PROMPT -
Please give back each entry below unaltered, leaving the pictures out.

═══

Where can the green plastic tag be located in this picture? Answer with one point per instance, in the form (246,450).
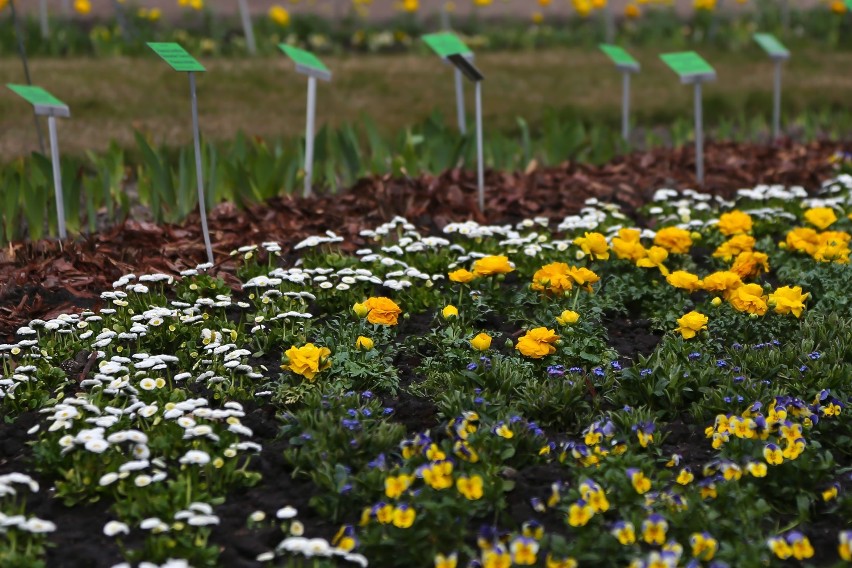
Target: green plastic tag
(303,58)
(688,64)
(771,45)
(176,56)
(619,56)
(36,95)
(446,44)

═══

WRITTEN SOLUTION -
Where can the green plastic tag be located in this picture? Answer with one point per instance, in the form (246,450).
Target: green plastic tag
(303,58)
(688,64)
(771,45)
(176,56)
(619,56)
(36,95)
(446,44)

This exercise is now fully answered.